* The request *
Find "cloud in the picture above." in the data, then restate the line it sits in and every later line word for word, ending with the last line.

Pointing records:
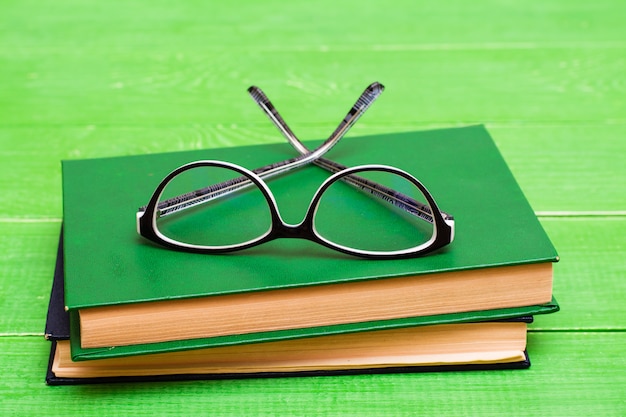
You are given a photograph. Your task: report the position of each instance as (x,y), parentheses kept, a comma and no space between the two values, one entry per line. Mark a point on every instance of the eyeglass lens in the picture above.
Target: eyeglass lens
(345,215)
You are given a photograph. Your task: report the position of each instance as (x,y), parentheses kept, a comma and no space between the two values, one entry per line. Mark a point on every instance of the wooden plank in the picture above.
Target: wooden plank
(563,380)
(154,88)
(589,280)
(27,259)
(274,24)
(559,167)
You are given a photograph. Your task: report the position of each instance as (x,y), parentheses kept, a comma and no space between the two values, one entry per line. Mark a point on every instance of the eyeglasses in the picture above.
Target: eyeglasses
(238,210)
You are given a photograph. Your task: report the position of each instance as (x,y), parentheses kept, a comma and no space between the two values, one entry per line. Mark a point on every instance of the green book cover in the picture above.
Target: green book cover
(108,263)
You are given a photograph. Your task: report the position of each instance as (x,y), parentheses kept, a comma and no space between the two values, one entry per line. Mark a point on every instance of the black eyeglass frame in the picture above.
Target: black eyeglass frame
(147,220)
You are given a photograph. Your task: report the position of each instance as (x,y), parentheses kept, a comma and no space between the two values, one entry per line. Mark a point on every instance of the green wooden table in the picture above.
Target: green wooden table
(83,79)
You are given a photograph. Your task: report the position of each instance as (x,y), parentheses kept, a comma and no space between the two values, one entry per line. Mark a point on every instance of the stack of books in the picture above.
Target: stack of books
(124,309)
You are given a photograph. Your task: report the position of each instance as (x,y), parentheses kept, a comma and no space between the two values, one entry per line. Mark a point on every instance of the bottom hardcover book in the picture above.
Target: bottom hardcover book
(478,346)
(440,347)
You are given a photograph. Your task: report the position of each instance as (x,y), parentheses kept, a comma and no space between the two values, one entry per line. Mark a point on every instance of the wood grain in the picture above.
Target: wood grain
(563,380)
(94,79)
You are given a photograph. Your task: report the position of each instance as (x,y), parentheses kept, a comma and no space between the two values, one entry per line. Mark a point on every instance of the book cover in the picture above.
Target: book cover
(108,264)
(58,326)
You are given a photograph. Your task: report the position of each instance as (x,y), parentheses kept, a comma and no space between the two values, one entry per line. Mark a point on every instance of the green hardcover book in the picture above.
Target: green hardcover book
(122,290)
(419,348)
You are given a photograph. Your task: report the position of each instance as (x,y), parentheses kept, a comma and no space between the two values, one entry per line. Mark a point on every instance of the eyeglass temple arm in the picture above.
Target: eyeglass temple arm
(208,193)
(398,199)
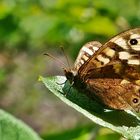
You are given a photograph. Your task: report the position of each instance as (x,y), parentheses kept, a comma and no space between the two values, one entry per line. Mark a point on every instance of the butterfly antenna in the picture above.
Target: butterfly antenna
(62,49)
(54,58)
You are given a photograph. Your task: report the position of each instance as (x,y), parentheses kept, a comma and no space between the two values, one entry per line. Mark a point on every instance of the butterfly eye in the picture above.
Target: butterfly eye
(133,41)
(135,100)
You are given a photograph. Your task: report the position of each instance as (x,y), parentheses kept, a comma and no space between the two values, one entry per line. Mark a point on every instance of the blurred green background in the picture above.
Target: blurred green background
(30,28)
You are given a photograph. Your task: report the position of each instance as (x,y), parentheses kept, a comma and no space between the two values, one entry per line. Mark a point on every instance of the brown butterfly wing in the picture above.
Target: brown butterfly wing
(117,56)
(105,71)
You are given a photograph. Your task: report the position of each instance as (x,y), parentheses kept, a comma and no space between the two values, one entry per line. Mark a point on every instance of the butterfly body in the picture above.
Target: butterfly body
(110,73)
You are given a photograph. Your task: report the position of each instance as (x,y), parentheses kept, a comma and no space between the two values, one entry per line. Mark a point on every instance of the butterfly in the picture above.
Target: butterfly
(110,72)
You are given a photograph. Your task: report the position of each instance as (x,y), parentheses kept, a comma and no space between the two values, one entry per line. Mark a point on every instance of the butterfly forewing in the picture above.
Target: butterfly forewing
(111,72)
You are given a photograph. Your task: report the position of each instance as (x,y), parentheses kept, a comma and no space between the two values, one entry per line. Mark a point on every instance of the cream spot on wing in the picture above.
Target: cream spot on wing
(82,61)
(134,62)
(102,59)
(124,82)
(87,50)
(121,42)
(137,82)
(95,48)
(124,55)
(109,52)
(135,36)
(136,47)
(85,57)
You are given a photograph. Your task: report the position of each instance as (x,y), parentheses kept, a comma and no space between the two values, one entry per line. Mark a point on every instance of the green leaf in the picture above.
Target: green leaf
(122,122)
(13,129)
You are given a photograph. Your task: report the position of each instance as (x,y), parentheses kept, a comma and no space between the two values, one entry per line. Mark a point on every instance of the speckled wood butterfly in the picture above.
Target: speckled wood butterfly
(110,73)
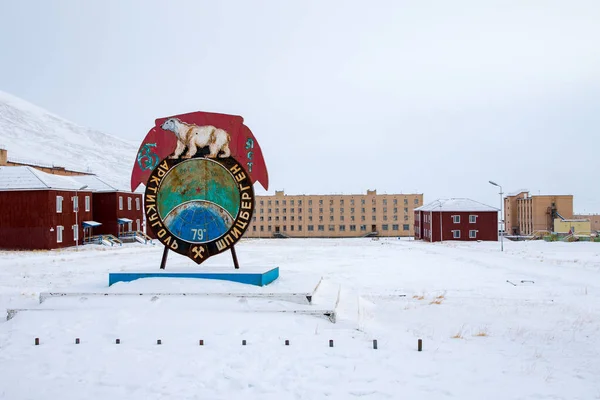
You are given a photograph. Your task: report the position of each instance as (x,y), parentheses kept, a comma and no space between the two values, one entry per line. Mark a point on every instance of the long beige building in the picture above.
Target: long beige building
(526,215)
(307,216)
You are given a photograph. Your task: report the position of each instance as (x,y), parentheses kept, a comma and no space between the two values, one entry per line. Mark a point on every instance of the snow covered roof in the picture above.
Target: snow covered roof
(516,192)
(94,183)
(29,178)
(456,205)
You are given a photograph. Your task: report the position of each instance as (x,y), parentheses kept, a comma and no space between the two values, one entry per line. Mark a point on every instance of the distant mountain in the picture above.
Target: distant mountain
(32,134)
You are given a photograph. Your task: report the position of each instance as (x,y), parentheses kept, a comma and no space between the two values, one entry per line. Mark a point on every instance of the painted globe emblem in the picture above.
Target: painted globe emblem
(199,206)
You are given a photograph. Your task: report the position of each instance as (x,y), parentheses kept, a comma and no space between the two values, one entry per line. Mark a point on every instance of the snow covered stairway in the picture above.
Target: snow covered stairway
(320,301)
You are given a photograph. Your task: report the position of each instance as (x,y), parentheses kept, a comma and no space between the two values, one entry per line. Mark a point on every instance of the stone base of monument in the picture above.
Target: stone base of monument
(255,276)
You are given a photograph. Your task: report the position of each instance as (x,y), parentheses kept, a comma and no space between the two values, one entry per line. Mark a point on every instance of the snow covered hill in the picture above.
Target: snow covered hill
(32,134)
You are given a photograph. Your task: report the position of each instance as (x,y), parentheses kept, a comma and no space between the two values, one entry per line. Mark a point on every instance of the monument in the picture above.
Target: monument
(199,170)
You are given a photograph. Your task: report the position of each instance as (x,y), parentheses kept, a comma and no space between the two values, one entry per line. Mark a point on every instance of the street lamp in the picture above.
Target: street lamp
(501,220)
(76,214)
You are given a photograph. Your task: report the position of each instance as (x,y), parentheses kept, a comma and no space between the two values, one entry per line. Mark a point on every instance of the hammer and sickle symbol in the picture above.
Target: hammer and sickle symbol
(198,251)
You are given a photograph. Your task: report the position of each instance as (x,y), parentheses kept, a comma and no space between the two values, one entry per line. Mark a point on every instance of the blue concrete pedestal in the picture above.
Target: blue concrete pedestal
(256,277)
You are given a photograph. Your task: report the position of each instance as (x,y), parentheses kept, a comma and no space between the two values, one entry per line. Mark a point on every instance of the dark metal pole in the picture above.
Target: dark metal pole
(235,263)
(163,263)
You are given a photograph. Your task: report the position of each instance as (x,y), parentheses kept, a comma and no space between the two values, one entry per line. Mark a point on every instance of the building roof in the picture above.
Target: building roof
(456,205)
(29,178)
(94,183)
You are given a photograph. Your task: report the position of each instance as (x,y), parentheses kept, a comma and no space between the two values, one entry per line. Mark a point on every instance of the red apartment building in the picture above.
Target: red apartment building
(45,211)
(456,219)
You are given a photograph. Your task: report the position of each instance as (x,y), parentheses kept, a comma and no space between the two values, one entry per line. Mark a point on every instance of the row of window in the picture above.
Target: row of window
(455,218)
(331,218)
(60,229)
(341,202)
(332,228)
(75,199)
(331,210)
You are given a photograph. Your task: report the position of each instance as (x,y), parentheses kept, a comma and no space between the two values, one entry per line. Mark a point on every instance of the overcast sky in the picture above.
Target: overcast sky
(433,97)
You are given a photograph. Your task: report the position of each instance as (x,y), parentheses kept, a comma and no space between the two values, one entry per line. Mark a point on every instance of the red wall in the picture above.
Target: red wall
(28,216)
(106,211)
(486,225)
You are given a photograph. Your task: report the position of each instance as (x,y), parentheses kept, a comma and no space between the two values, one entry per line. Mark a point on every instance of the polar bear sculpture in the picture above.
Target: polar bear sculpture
(194,137)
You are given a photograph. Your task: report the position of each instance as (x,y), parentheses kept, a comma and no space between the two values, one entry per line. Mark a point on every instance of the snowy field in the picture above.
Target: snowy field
(483,337)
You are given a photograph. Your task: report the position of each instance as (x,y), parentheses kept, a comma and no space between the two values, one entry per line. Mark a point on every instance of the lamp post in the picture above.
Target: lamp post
(76,214)
(501,219)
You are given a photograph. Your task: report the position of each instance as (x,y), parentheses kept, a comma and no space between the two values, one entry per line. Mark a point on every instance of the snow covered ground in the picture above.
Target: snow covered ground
(34,135)
(483,337)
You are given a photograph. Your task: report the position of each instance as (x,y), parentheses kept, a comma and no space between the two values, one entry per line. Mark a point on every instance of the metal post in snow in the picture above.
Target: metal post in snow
(501,219)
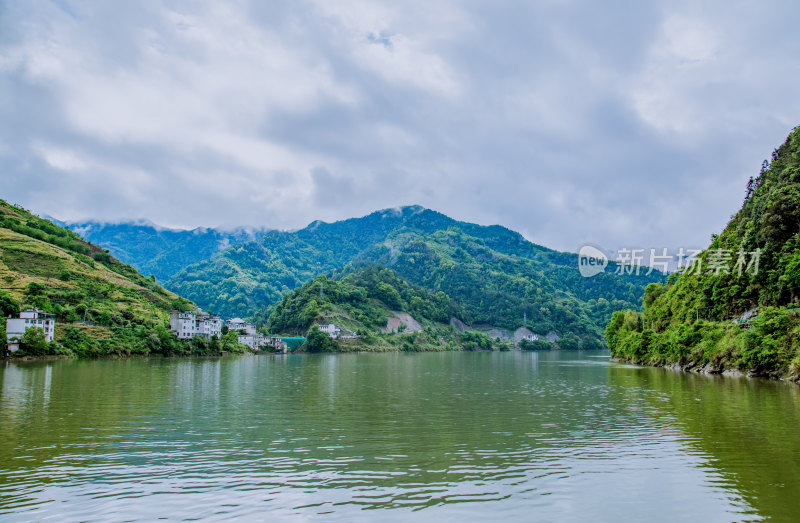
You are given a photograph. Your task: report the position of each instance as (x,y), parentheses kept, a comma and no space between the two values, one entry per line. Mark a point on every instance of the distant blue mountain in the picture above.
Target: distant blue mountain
(159,251)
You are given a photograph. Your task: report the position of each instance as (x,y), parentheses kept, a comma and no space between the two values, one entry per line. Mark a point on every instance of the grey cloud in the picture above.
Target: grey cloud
(620,124)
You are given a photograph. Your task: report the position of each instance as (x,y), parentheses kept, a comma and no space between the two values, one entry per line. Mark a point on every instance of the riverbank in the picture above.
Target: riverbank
(720,369)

* Result *
You are given a photograph. Your task: report the position of each instance as (x,y), parentheses kept, a comma and no space between the two values, one entry per line. Mark a point on every instance of the grey cloud in the picture above.
Target: grey cloud
(620,124)
You are given a photograph. Your task: report the position of each instance as (x,y), parentheses kept, a comma and no space between the two values, one entry per line. Mark a point on every instance of the riverbank in the picture above.
Target: riverbank
(720,369)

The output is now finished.